As the high court deliberates, policymakers are preparing for the possibility that they might solve a problem they created in the most punitive way.
As more people end up experiencing homelessness, they’re also facing increasingly punitive and reactionary responses from local governments and their neighbors. Such policies could become legally codified in short order, with the high court having agreed to hear arguments in Grants Pass v. Johnson.
Originally brought in 2018, the case challenged the city of Grants Pass, Oregon, over an ordinance banning camping. Both a federal judge and, later, a panel from the Ninth Circuit Court of Appeals struck the law down, saying that Grants Pass did not have enough available shelter to offer homeless people. As such, the law was deemed to be a violation of the Eighth Amendment.
The ruling backed up the Ninth Circuit’s earlier ruling on the Martin v. City of Boise case, which said that punishing or arresting people for camping in public when there are no available shelter beds to take them to instead constituted a violation of the “cruel and unusual punishment” clause in the Eighth Amendment. That applied to localities in the Ninth Circuit’s area of concern and has led to greater legal scrutiny even as cities and counties push for more punitive and restrictive anti-camping laws. In fact, Grants Pass pushed to get the Supreme Court to hear the case, and several nominally liberal cities and states on the West Coast are backing its argument. If the Supreme Court overturns the previous Grants Pass and Boise rulings, it would open the door for cities, states, and counties to essentially criminalize being unhoused on a massive scale.

What is expected
Copy word for word the stretch of the passage on the Grants Pass case from "As the high" through "of the Eighth Amendment.".

Provided material
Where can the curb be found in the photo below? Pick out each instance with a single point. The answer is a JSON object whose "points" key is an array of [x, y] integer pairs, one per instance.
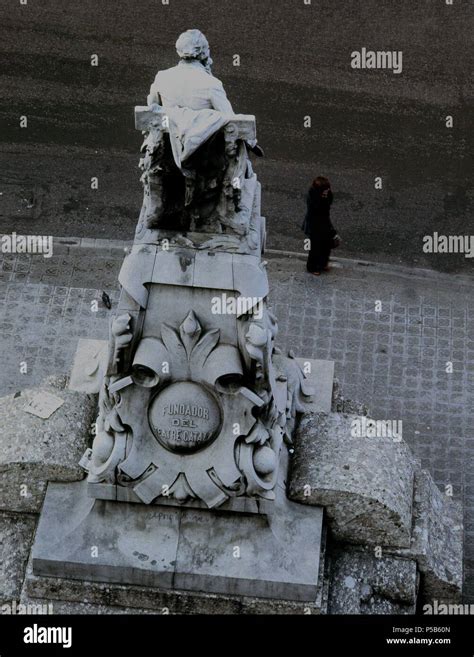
{"points": [[115, 248]]}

Response
As the high court deliberates, policymakers are preparing for the possibility that they might solve a problem they created in the most punitive way.
As more people end up experiencing homelessness, they’re also facing increasingly punitive and reactionary responses from local governments and their neighbors. Such policies could become legally codified in short order, with the high court having agreed to hear arguments in Grants Pass v. Johnson.
Originally brought in 2018, the case challenged the city of Grants Pass, Oregon, over an ordinance banning camping. Both a federal judge and, later, a panel from the Ninth Circuit Court of Appeals struck the law down, saying that Grants Pass did not have enough available shelter to offer homeless people. As such, the law was deemed to be a violation of the Eighth Amendment.